▶ **REQUIRED ACTION**
Retype the listing exactly; omit pictures.
##### EXERCISE INPUT #####
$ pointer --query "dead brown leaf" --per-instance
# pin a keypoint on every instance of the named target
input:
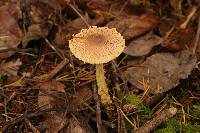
(56, 4)
(10, 68)
(35, 32)
(133, 26)
(10, 33)
(82, 97)
(162, 72)
(143, 45)
(77, 126)
(50, 96)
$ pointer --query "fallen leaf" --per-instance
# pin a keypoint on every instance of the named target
(10, 33)
(10, 68)
(133, 26)
(51, 95)
(76, 125)
(56, 4)
(143, 45)
(35, 32)
(162, 71)
(83, 96)
(54, 122)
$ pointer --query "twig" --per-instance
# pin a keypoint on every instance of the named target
(156, 121)
(57, 69)
(196, 43)
(151, 101)
(98, 110)
(27, 116)
(191, 14)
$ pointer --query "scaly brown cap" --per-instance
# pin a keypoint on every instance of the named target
(97, 45)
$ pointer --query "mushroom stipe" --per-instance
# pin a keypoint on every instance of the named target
(98, 45)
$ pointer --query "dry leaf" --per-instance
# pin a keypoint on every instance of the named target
(51, 96)
(133, 26)
(83, 96)
(10, 68)
(35, 32)
(162, 72)
(56, 4)
(10, 33)
(75, 125)
(143, 45)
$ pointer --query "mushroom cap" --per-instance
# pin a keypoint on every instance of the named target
(97, 45)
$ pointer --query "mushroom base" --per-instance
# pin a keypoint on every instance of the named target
(102, 86)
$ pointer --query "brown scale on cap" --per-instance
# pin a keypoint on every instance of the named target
(97, 45)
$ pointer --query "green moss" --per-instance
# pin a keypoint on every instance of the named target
(174, 126)
(133, 99)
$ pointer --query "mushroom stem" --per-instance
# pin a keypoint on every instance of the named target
(102, 86)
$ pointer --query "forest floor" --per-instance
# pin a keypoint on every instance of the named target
(154, 84)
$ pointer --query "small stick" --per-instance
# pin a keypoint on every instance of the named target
(196, 43)
(26, 116)
(98, 110)
(191, 14)
(34, 129)
(156, 121)
(54, 48)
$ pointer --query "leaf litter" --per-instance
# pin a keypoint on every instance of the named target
(162, 71)
(156, 62)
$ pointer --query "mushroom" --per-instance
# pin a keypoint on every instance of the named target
(98, 45)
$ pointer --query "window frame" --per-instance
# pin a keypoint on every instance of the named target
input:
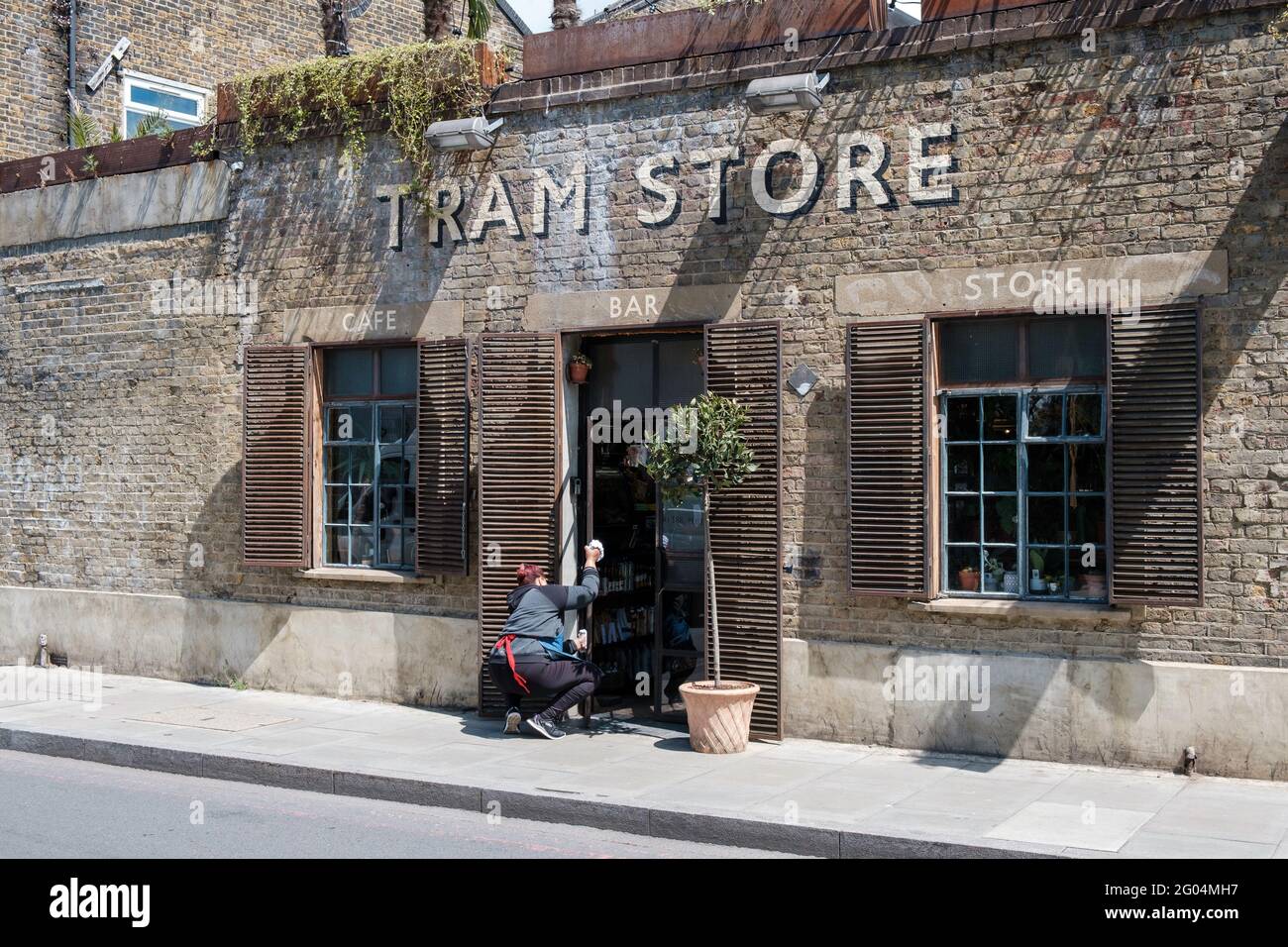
(376, 401)
(1020, 321)
(1022, 394)
(130, 78)
(939, 390)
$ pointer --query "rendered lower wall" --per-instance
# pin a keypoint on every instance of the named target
(1103, 711)
(406, 659)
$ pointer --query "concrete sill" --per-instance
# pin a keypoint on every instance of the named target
(1047, 611)
(361, 575)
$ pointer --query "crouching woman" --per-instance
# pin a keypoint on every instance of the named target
(531, 656)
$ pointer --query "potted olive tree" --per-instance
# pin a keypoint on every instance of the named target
(703, 450)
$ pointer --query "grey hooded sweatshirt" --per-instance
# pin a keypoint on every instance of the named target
(536, 616)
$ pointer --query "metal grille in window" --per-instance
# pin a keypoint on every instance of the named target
(1024, 493)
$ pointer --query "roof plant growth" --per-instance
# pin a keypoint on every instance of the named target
(408, 86)
(703, 450)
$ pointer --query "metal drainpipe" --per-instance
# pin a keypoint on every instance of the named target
(71, 72)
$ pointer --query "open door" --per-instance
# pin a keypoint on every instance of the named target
#####
▶ **REPLY**
$ pointer --query "dead brown leaf" --per-instance
# pin a keypoint on every instance of the named target
input:
(56, 4)
(10, 68)
(35, 32)
(133, 26)
(10, 33)
(82, 97)
(162, 72)
(143, 45)
(77, 126)
(50, 96)
$ pointer --query "fallen leaf" --per-instance
# pin a keypoint on every instance of the named target
(10, 33)
(10, 68)
(133, 26)
(51, 95)
(76, 125)
(56, 4)
(143, 45)
(35, 32)
(162, 71)
(83, 96)
(54, 122)
$ pointer --query "twig" --per-instance
# pin a keypoint on every instance of the named target
(156, 121)
(57, 69)
(196, 43)
(151, 101)
(98, 110)
(27, 116)
(191, 14)
$ pointer --query "scaly brown cap" --per-instance
# pin a keypoint on every instance of the named target
(97, 45)
$ pointer --query "mushroom stipe" --per-instance
# pin a keypoint on every instance of the named target
(98, 45)
$ pointer --query "dry leaf" --per-instance
# pin a keypoint on every instance of the named target
(51, 96)
(133, 26)
(83, 96)
(10, 68)
(35, 32)
(162, 72)
(56, 4)
(10, 33)
(75, 125)
(143, 45)
$ pointer --query "mushroom cap" --per-instance
# pin a keypoint on every instance of the named target
(97, 45)
$ pointer --query "mushroom base" --per-instance
# pin a keypoint on every instance of the named target
(102, 86)
$ pointer --query "brown scale on cap" --per-instance
# pin a keypoint on every instance of the named target
(97, 45)
$ pointer --query "green moss" --per-instance
# pin a keypoint on every instance of the named target
(174, 126)
(133, 99)
$ pointer --query "mushroom stem" --per-instance
# pin a keypoint on every instance of the named target
(102, 86)
$ pointer --query "forest floor" --per-instance
# pin a keypoint on every instance of the named target
(154, 84)
$ pointer --query "small stick" --per-instance
# pin a keypoint on every instance of the named target
(196, 43)
(26, 116)
(98, 110)
(191, 14)
(34, 129)
(156, 121)
(54, 48)
$ pointer --query "leaf litter" --per-instance
# pin a keypoint on every instance of the named target
(162, 71)
(156, 62)
$ pointer --query "mushroom" --per-instance
# pin a keypoint on every instance of the named target
(98, 45)
$ pointer --query "window frame" --per-instance
# pin a keypoint on every instance of the named target
input:
(376, 401)
(1020, 321)
(1022, 394)
(130, 78)
(939, 390)
$ pointer --query "rendered lower wall" --per-instance
# pin a keypoint on every instance of the named target
(1103, 711)
(406, 659)
$ pointer --query "concrete sill" --per-instance
# pin a keypoint on every instance of the named target
(1047, 611)
(361, 575)
$ pointer --query "crouching woman" --per-instance
# pin a keypoint on every instance of the named target
(531, 656)
$ pointer --query "potted olive tree" --per-instance
# pin a keypoint on every instance of the named target
(703, 450)
$ pointer --query "grey hooded sweatshirt" --per-instance
# pin a keypoint on every instance of the named target
(536, 616)
$ pointer --query "metal grille in window" --per-instance
# pin a keypoint on every instance of the named target
(1024, 493)
$ pointer --query "roof plant growth" --per-instance
# pin a keypoint on every instance of the named target
(408, 86)
(703, 450)
$ pointer --query "metal drainpipe" --per-instance
# pin a keypoint on every instance of the named target
(71, 72)
$ pointer --query "open door" --per-instance
# pin a keypoint on every instance of the named target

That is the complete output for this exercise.